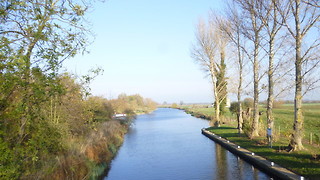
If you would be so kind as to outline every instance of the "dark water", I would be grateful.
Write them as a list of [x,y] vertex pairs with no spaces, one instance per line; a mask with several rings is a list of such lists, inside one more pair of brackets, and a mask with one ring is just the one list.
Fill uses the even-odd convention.
[[105,180],[270,179],[202,135],[207,126],[176,109],[138,116]]

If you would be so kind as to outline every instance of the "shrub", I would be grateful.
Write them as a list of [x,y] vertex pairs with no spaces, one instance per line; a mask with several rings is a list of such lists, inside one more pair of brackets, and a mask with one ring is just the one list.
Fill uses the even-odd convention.
[[178,104],[177,104],[177,103],[173,103],[173,104],[171,105],[171,108],[174,108],[174,109],[178,108]]
[[239,112],[239,103],[238,102],[232,102],[229,110],[232,114],[238,114]]

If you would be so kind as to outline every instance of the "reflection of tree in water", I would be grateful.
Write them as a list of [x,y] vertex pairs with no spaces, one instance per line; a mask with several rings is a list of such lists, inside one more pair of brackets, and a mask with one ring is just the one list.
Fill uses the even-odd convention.
[[259,170],[257,168],[253,169],[253,179],[259,180]]
[[227,162],[227,152],[219,144],[216,144],[216,179],[228,179],[228,162]]
[[239,177],[243,177],[243,160],[240,159],[239,157],[237,157],[237,164],[238,164],[238,172],[236,173],[239,173]]
[[219,144],[215,145],[216,171],[215,179],[254,179],[259,180],[259,170],[250,164],[246,164],[239,157],[236,162],[228,157],[228,151]]

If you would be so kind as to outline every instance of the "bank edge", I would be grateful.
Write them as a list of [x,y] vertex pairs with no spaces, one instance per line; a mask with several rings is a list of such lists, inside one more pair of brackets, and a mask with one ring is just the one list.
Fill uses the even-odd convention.
[[247,161],[248,163],[252,164],[253,166],[256,166],[258,169],[261,169],[268,175],[274,178],[278,179],[290,179],[290,180],[303,180],[304,177],[300,176],[298,174],[295,174],[294,172],[275,164],[261,156],[258,156],[254,154],[254,152],[251,152],[247,149],[241,148],[240,146],[228,141],[227,139],[224,139],[218,135],[215,135],[214,133],[206,130],[206,128],[201,129],[201,132],[203,135],[208,137],[209,139],[215,141],[216,143],[220,144],[222,147],[229,150],[231,153],[239,156],[243,160]]

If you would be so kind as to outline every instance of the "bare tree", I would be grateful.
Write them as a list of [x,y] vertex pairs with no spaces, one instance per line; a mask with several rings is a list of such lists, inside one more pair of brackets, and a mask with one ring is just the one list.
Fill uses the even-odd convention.
[[306,3],[308,5],[311,5],[313,7],[320,8],[320,2],[319,0],[302,0],[303,3]]
[[266,48],[265,51],[268,56],[268,99],[267,99],[267,126],[268,128],[273,129],[274,127],[274,117],[273,117],[273,103],[275,99],[274,95],[274,73],[275,73],[275,67],[274,67],[274,59],[275,59],[275,48],[281,48],[275,47],[277,35],[282,27],[282,25],[279,23],[279,13],[276,8],[276,4],[279,3],[278,0],[266,0],[263,2],[263,5],[261,6],[261,9],[258,14],[258,17],[261,19],[262,23],[264,24],[264,30],[266,31]]
[[[320,38],[319,35],[314,35],[317,33],[314,28],[319,25],[320,12],[318,2],[314,0],[287,0],[284,5],[277,6],[277,9],[295,44],[294,131],[289,144],[289,148],[295,151],[303,149],[303,85],[307,82],[307,75],[311,74],[319,64],[317,52],[319,52]],[[292,18],[288,18],[288,15]],[[313,38],[307,39],[310,32],[313,33]],[[312,89],[316,81],[308,82],[306,90]]]
[[[196,43],[191,49],[192,58],[198,62],[201,68],[208,73],[213,86],[215,99],[215,125],[220,126],[220,104],[227,94],[221,93],[226,83],[217,83],[217,77],[223,67],[221,59],[225,58],[226,38],[222,35],[220,25],[211,16],[211,21],[205,23],[200,21],[197,26]],[[222,81],[224,82],[224,81]]]
[[244,34],[253,43],[253,121],[251,127],[250,138],[259,136],[259,82],[261,76],[259,74],[259,51],[261,48],[261,31],[264,27],[263,22],[258,18],[259,11],[262,9],[262,1],[255,0],[234,0],[239,8],[244,12],[246,23],[244,24]]
[[238,65],[238,86],[237,86],[237,102],[238,102],[238,112],[237,112],[237,122],[238,122],[238,132],[243,131],[243,117],[242,117],[242,84],[243,84],[243,68],[244,68],[244,51],[245,46],[243,43],[242,27],[243,21],[240,17],[240,12],[233,5],[228,5],[227,10],[227,21],[223,24],[222,28],[230,39],[231,43],[236,47],[237,54],[237,65]]

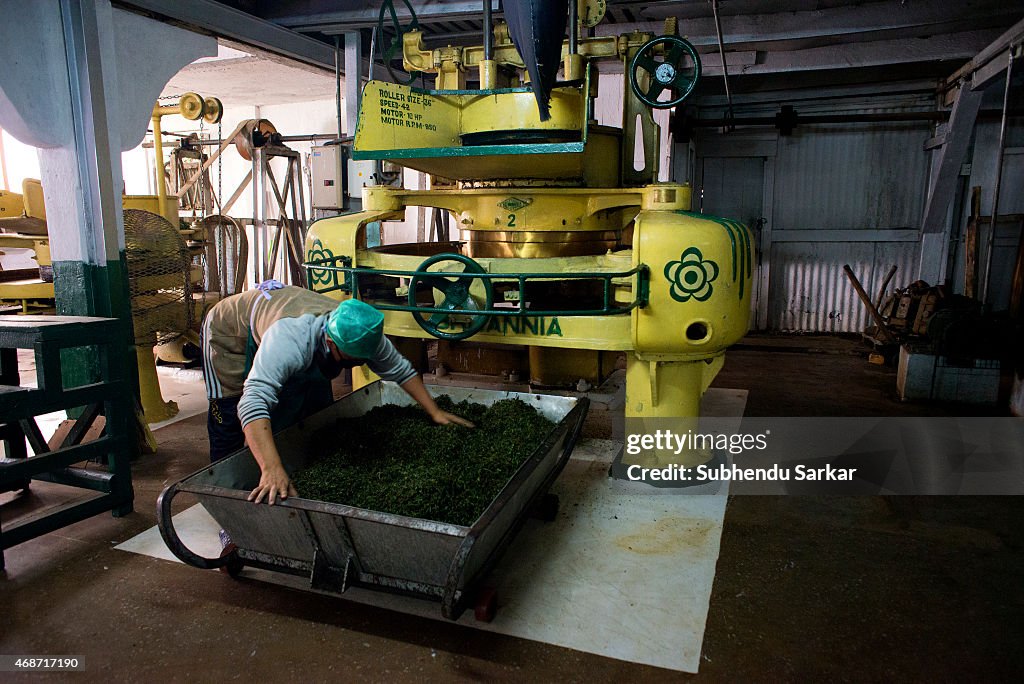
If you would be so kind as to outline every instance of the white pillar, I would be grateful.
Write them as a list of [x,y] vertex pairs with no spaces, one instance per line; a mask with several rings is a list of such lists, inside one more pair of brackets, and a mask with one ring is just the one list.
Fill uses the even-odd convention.
[[121,152],[142,141],[171,76],[216,49],[213,38],[114,10],[109,0],[5,4],[0,126],[40,148],[54,270],[68,272],[57,284],[61,313],[126,306],[111,308],[117,293],[104,273],[116,265],[123,276]]

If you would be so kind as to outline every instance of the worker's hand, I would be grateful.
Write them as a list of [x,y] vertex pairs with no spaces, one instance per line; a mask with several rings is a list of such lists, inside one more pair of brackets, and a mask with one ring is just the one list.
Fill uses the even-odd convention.
[[260,476],[259,486],[249,494],[249,501],[260,503],[263,501],[263,497],[266,497],[267,503],[273,506],[277,503],[277,497],[279,496],[284,501],[289,496],[298,495],[299,493],[295,491],[295,485],[292,484],[284,468],[267,468],[263,471],[263,475]]
[[448,413],[447,411],[437,410],[437,413],[430,416],[435,423],[438,425],[461,425],[462,427],[476,427],[473,423],[469,422],[462,416],[457,416],[454,413]]

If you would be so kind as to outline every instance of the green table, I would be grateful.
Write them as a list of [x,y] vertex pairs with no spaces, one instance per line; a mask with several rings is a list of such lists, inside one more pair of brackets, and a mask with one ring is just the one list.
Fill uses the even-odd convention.
[[[129,434],[134,392],[125,380],[128,346],[126,323],[114,318],[82,316],[0,316],[0,492],[23,489],[31,480],[44,480],[97,492],[33,515],[18,524],[0,523],[0,569],[4,549],[84,520],[103,511],[115,516],[132,511],[130,460],[137,444]],[[98,360],[95,381],[64,387],[61,350],[94,349]],[[35,354],[38,387],[21,385],[18,349]],[[81,409],[74,427],[51,448],[36,424],[36,416]],[[99,416],[102,433],[84,441]],[[28,441],[32,453],[25,446]],[[71,468],[86,461],[105,463],[103,469]]]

-----

PROBLEM — Return all lines of the material above in which "tree" occurs.

COMPLETED EXERCISE —
If you would be so kind as to outline every instance of the "reflection of tree in water", I would be grateful.
If you would be so kind as to outline every instance of the "bare tree", I would be grateful.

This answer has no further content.